■ **WHAT THE TASK REQUIRES**: Rewrite the entries starting at the line that contains "Exercise. Identify every instance of the tall office" and ending at the last of the entries, with "set a point" replaced by "place a marker" and all else left unchanged.

_ _ _ _ _ _ _

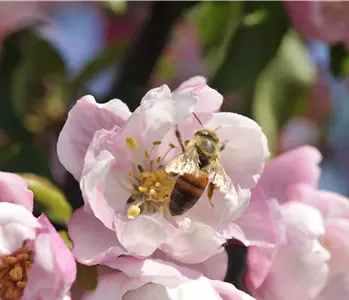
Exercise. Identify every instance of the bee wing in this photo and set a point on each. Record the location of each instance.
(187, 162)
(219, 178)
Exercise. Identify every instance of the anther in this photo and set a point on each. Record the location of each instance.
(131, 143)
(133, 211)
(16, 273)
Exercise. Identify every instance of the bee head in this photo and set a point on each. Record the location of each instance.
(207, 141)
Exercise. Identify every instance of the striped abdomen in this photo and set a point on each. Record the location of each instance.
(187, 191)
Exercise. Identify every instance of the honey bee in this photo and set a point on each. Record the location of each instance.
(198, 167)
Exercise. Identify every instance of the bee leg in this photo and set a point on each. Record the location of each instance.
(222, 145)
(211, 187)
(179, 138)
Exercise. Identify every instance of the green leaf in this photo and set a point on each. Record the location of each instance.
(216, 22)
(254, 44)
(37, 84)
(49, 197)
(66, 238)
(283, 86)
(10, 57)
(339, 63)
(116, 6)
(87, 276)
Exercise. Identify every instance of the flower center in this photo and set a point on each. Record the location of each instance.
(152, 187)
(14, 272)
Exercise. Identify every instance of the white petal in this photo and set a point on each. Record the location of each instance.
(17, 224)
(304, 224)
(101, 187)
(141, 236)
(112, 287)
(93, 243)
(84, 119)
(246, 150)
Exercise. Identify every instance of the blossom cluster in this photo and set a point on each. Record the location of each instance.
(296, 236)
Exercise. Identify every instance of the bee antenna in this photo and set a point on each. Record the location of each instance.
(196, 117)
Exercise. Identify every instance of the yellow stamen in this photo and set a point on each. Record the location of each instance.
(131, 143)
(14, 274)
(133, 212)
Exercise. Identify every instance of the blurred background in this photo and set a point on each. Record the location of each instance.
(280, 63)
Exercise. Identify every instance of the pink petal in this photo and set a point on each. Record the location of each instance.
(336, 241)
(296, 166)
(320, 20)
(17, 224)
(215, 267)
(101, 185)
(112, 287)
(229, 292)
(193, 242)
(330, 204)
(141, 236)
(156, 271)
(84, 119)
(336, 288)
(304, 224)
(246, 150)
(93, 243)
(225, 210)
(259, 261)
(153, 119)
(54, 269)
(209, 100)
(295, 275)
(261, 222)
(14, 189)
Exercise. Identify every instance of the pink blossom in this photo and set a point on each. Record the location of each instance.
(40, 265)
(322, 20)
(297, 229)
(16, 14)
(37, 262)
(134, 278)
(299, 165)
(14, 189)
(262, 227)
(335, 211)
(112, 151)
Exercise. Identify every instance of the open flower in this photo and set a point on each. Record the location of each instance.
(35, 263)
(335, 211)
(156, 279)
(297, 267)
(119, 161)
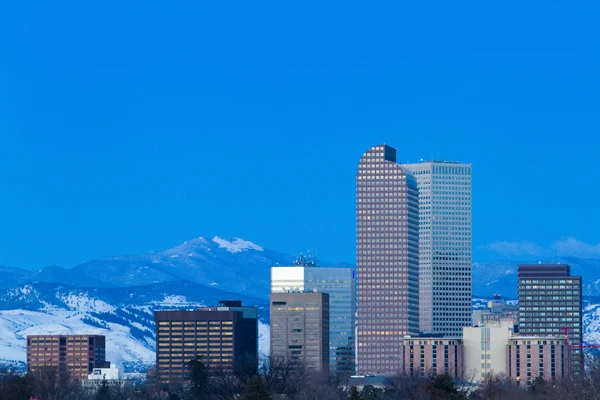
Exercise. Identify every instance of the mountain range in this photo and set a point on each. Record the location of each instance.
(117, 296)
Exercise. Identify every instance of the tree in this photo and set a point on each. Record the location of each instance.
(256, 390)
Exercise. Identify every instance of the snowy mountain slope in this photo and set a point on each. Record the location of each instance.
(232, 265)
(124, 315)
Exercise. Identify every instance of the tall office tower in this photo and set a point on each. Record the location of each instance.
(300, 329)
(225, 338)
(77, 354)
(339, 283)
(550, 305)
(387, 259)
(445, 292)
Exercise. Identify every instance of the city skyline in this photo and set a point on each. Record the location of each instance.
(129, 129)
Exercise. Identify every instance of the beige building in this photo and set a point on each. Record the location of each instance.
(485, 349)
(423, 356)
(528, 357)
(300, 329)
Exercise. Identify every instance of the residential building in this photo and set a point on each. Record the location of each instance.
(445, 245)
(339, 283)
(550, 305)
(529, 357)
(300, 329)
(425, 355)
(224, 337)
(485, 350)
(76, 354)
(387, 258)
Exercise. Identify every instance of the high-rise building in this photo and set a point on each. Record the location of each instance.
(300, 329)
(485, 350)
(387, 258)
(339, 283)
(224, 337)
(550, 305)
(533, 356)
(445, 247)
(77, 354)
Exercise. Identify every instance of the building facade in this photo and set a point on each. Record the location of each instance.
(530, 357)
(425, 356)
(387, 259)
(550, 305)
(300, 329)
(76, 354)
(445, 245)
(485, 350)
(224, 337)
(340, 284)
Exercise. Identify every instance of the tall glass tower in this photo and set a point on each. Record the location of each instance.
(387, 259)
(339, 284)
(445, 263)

_ _ _ _ _ _ _

■ **OUTPUT OF THE EXERCISE**:
Exercise. Identify every instance of the tall office tower in this photo and place a marker on each. Record the location of each instance.
(300, 329)
(225, 338)
(77, 354)
(339, 283)
(550, 305)
(387, 259)
(445, 292)
Exercise. Identify every instance of the city skyline in this photo and place a marker on each. Record the location of each instance.
(129, 129)
Exercise. Identify every instance of the beige building in this photo and place a marker on each. Record the location of each instance.
(485, 349)
(423, 356)
(528, 357)
(300, 329)
Exercise. Identify every instance of the residential building in this photo and place a marker on each. Record the location of each instance.
(445, 245)
(339, 283)
(550, 305)
(529, 357)
(300, 329)
(425, 355)
(224, 337)
(485, 350)
(76, 354)
(387, 258)
Exercise. Identify every instance of the high-rise building in this photo and place a marker on each. Record the location of each instance.
(300, 329)
(485, 350)
(387, 258)
(339, 283)
(224, 337)
(550, 305)
(533, 356)
(445, 247)
(77, 354)
Exercise. Identify every instance of the building facade in this photo and place a marker on each. Record the location of each instance.
(530, 357)
(425, 356)
(387, 259)
(550, 305)
(300, 329)
(76, 354)
(445, 245)
(485, 350)
(224, 337)
(340, 284)
Exercise. Identify every instance of the tall glass tower in this photo and place a marker on each. Record the location of each instance.
(387, 259)
(339, 284)
(445, 263)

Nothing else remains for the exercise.